Type out every line below exactly as it reads.

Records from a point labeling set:
## START
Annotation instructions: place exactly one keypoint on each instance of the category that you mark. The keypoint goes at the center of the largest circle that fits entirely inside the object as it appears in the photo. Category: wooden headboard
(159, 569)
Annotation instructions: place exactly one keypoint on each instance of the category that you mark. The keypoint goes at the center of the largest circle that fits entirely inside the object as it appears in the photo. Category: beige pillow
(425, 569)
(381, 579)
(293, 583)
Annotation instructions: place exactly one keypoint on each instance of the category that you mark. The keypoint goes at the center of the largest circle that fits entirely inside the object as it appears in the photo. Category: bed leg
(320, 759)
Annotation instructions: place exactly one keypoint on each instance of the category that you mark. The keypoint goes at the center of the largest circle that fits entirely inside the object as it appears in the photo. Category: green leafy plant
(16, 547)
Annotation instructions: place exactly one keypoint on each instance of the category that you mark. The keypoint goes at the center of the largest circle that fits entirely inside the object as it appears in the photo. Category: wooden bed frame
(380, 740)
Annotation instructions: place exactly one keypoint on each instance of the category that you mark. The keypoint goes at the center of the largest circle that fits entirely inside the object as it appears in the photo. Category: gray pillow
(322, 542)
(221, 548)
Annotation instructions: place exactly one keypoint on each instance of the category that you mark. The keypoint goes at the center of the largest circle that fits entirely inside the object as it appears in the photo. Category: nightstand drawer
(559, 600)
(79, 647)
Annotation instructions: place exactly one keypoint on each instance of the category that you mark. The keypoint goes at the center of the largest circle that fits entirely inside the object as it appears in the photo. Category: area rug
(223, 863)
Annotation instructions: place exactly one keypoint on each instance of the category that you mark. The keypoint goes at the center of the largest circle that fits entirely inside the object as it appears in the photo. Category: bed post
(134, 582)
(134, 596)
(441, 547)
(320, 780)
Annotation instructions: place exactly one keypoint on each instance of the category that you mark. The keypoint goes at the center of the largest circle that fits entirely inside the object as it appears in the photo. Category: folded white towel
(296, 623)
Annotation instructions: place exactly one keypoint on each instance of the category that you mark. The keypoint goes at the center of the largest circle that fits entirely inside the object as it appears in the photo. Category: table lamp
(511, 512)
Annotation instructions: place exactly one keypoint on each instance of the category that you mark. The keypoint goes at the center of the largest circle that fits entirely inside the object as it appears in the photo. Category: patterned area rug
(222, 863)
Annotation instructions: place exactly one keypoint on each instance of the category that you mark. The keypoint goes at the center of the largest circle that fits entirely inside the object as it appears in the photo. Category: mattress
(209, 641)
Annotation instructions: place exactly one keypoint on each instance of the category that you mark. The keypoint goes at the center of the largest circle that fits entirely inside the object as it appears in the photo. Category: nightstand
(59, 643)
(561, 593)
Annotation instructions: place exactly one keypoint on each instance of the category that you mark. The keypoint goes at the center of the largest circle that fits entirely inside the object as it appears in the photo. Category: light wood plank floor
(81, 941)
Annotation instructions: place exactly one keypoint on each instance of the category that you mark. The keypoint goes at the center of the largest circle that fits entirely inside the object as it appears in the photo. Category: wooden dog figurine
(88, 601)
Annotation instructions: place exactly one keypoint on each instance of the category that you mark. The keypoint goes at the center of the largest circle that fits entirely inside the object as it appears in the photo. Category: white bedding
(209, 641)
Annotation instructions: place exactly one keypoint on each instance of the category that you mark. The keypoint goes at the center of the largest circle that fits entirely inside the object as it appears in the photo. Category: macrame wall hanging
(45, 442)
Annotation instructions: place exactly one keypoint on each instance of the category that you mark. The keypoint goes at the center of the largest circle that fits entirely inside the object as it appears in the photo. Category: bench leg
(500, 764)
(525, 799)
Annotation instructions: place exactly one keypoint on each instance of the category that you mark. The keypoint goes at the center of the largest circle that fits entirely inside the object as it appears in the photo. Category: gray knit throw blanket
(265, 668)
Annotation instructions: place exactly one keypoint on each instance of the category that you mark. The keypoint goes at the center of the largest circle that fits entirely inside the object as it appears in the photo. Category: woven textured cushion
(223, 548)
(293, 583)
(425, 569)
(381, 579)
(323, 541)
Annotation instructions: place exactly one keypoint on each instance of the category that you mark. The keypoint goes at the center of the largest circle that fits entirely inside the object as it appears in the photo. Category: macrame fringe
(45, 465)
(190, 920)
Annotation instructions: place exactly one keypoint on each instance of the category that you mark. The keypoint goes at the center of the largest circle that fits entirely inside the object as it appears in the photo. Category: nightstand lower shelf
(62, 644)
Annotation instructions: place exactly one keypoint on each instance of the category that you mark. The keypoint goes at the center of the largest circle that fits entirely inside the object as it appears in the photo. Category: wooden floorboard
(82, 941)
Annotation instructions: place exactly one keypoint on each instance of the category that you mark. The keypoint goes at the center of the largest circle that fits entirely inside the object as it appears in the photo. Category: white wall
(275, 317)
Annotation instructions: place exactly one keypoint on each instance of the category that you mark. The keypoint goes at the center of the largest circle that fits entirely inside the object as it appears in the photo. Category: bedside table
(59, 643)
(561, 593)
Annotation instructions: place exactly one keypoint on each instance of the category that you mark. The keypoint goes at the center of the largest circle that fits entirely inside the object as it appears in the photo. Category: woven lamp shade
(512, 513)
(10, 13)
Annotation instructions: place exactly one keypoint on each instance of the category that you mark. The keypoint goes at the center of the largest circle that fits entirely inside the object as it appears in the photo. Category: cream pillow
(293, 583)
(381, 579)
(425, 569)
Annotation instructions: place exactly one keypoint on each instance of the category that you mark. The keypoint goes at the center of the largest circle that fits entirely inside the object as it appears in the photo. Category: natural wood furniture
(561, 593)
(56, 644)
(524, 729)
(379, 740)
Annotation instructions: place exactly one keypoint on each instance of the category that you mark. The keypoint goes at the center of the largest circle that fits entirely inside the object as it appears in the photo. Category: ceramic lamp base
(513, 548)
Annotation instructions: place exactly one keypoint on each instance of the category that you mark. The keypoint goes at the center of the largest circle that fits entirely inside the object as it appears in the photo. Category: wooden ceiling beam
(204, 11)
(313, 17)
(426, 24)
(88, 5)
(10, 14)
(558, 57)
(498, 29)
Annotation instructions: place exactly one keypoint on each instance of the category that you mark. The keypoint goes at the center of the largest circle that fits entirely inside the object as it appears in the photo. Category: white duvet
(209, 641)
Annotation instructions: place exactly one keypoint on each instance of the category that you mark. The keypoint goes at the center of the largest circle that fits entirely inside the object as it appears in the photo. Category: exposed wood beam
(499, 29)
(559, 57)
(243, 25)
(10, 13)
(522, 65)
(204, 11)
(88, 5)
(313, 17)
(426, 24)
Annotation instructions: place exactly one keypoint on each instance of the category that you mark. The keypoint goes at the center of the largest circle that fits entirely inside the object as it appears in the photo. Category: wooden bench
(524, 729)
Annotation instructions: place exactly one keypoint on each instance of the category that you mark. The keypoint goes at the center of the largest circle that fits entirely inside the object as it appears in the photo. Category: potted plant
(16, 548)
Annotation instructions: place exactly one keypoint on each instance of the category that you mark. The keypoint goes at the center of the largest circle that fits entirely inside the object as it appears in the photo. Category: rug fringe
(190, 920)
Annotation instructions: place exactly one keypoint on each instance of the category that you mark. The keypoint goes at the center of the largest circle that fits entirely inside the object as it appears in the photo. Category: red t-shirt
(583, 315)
## END
Exercise answer:
Annotation instructions: place exactly one keypoint on each instance of the category that you mark. The keypoint goes at the center of the largest circle that fits entirely inside the object as it appears in the photo. Category: wooden headboard
(159, 569)
Annotation instructions: place exactly one keypoint on each instance of the category that you mark. The keypoint goes at the center of the largest circle that fits entirely inside the object as it appears in the photo. Category: beige pillow
(425, 569)
(381, 579)
(293, 583)
Annotation instructions: place exactly one keypoint on each instance of the category that you mark. The keypoint goes at the center of the largest circle that fits entirely inside the object as it appears in the photo. Category: bed leg
(320, 759)
Annotation instructions: place exactly one keypoint on each instance of the category that you mark. The keypoint goes at the center of the largest circle that fits entirely inside the object as it appears in the photo. Category: green leafy plant
(16, 547)
Annotation instructions: place exactly one keypoint on each instance of the category that you mark. The keypoint goes at the center of the largest circle that fits entirely inside the object as it appears in the photo. Category: wooden bed frame
(380, 740)
Annotation instructions: place exactly one keypoint on each instance of the category that you mark. The keypoint goes at the center of the largest circle that fits entirely inside the object as it appears in the photo. Category: gray pillow
(322, 542)
(221, 548)
Annotation instructions: place exactly one keypoint on each instance of the category that you mark. The keypoint goes at the center of the largest circle that fits entirely inside the object as it appears in the photo. Category: nightstand drawer
(559, 600)
(79, 647)
Annotation instructions: place exactly one keypoint on each instance of the category that you mark. The keypoint goes at the center of the largest circle that fits entirely inside the object as it appears in the photo. Category: area rug
(223, 863)
Annotation instructions: place exactly one keypoint on each instance of the category that you mark. The keypoint goes at the center of the largest circle that fits entirely inside the object as it appears in the photo. Category: bed post
(134, 582)
(134, 596)
(441, 547)
(320, 780)
Annotation instructions: place exactly one keypoint on each instance of the category that you mark. The keypoint goes at the center of the largest circle that fits entirely inside the object as it appears in the photo. Category: folded white towel
(296, 623)
Annotation instructions: place exactly one keypoint on each instance of the category that you mark. The keypoint goes at the center of the largest circle that fits entirely inside the object as it appears in the photo. Category: table lamp
(511, 512)
Annotation instructions: place exactly one keypoint on each instance of the category that you mark. The keypoint goes at the center of the largest circle that fits entirely inside the object as it appears in the photo. Category: patterned area rug
(222, 863)
Annotation instructions: place exactly one keypoint on each instance of the category that you mark. The keypoint goes at the center of the largest circle that fits entirely inside the object as it appears in the photo. Category: mattress
(209, 641)
Annotation instructions: place exactly one keypoint on each instance of the category that you mark. The keypoint goes at the center of the largest circle that fits entirely inside the object as it appears in the photo. Category: nightstand
(59, 643)
(561, 593)
Annotation instructions: place exactly one keypoint on each instance of the category that you mark. The keypoint goes at the center of the largest circle that fits entirely inside the object as it appears in the photo. Category: light wood plank floor
(81, 941)
Annotation instructions: place exactly one keypoint on each instance of the category that you mark. The keypoint goes at the center of the largest circle that fits entirely inside the object as it appears in the photo. Category: wooden dog figurine
(88, 601)
Annotation instructions: place exactly one keypoint on each instance of the category that you mark. The keypoint goes at the center of the largest circle that fits entirely inside the object as it appears in the photo. Category: white bedding
(209, 641)
Annotation instructions: place exactly one keypoint on each instance of the category that you mark. The keypoint goes at the center of the largest circle that fits entirely inside the object as it appears in the photo. Category: macrame wall hanging
(45, 442)
Annotation instructions: place exactly one keypoint on each instance of the category that you mark. The keypoint goes at the center of the largest circle that fits entirely inside the object as it appears in the photo. Category: bench leg
(500, 764)
(525, 799)
Annotation instructions: place exactly one keypoint on each instance of the category that you mark. The keypoint goes at the center of the largest circle that fits entirely inside the object as it appears in the photo. Category: gray knit throw blanket
(265, 668)
Annotation instructions: place exactly one keypoint on each instance of the category that you mark. The keypoint goes at the center of the largest circle that fits entirely inside the object as it appears in the photo. Category: woven textured cushion
(223, 548)
(293, 583)
(425, 569)
(381, 579)
(323, 541)
Annotation instructions: place exactly one keypoint on each instance of the category that you mark. The keypoint goes at the center of the largest circle that fits entirely inside the object as it appears in the photo. Category: macrame fringe
(45, 465)
(190, 920)
Annotation instructions: place exactly one keypoint on each instance of the category that you mark. The keypoint goes at the center of the largest circle that fits entirely inside the object as it appears in the photo. Category: nightstand lower shelf
(62, 644)
Annotation instructions: place exactly one keypoint on each instance of the category that you mark. The keypoint goes at the center of the largest circle that fits entirely inside the object as it appears in the photo. Category: wooden floorboard
(82, 941)
Annotation instructions: place exactly one keypoint on each instance of the category that you mark. The keypoint goes at the center of the largest circle that fits entirely inside the object as it appears in the photo. Category: white wall
(275, 317)
Annotation instructions: place exactly one keypoint on each instance of the category that you mark. The keypoint goes at the center of the largest circle that fits entirely inside the object as it appears in the photo. Category: bedside table
(59, 643)
(561, 593)
Annotation instructions: place exactly one keypoint on each instance of the category that you mark. The keypoint goes at the center of the largest circle that fits entirely inside the object as it appears in the photo. Category: woven lamp shade
(512, 513)
(10, 13)
Annotation instructions: place exactly one keypoint on each instance of the category that you mark. The keypoint goes at the center of the largest circle that fits entirely inside the object as it appears in the photo. Category: cream pillow
(293, 583)
(381, 579)
(425, 569)
Annotation instructions: place exactly one keypoint on each instance of the category that you mark. The keypoint goes at the center of the largest circle that fits entirely inside the object as it appears in the photo. Category: natural wood furniture
(561, 593)
(56, 644)
(524, 729)
(379, 740)
Annotation instructions: place exactly one keypoint on each instance of the category that you mark. The keypoint goes at the center of the largest circle that fits entirely inside the object as it appears in the photo. Category: ceramic lamp base
(513, 548)
Annotation instructions: place exactly one keypoint on each instance of the category that you mark. The keypoint goes at the center of the largest circle that fits entirely inside the object as it appears in the photo. Category: wooden ceiling beam
(204, 11)
(313, 17)
(426, 24)
(88, 5)
(10, 14)
(558, 57)
(498, 29)
Annotation instructions: place exactly one keypoint on each instance of the category that you mark. The keypoint goes at the center of the largest circle that fits entirely inside the object as it appears in the photo. Category: white duvet
(209, 641)
Annotation instructions: place exactly one keypoint on each instance of the category that you mark. The keypoint goes at the center of the largest circle that fits entirely inside the object as it appears in the photo. Category: exposed wood beam
(499, 29)
(559, 57)
(243, 25)
(10, 13)
(522, 65)
(204, 11)
(88, 5)
(313, 17)
(426, 24)
Annotation instructions: place exactly one keypoint on each instance of the category that you mark. The keypoint goes at the center of the largest circle that fits entirely inside the object as it appears in the photo. Category: wooden bench
(524, 729)
Annotation instructions: place exactly one keypoint on each instance of the category that you mark. The keypoint goes at the center of the largest circle that fits entirely inside the object as it appears in the photo. Category: potted plant
(16, 548)
Annotation instructions: place exactly one keypoint on each instance of the category that you mark. The keypoint goes at the center of the largest circle that fits entirely inside the object as it appears in the photo. Category: rug fringe
(190, 920)
Annotation instructions: place exactly one keypoint on each instance of the category that you mark. The keypoint goes at the center of the largest circle that fits entirely inside the object as it appears in the photo. Category: red t-shirt
(583, 315)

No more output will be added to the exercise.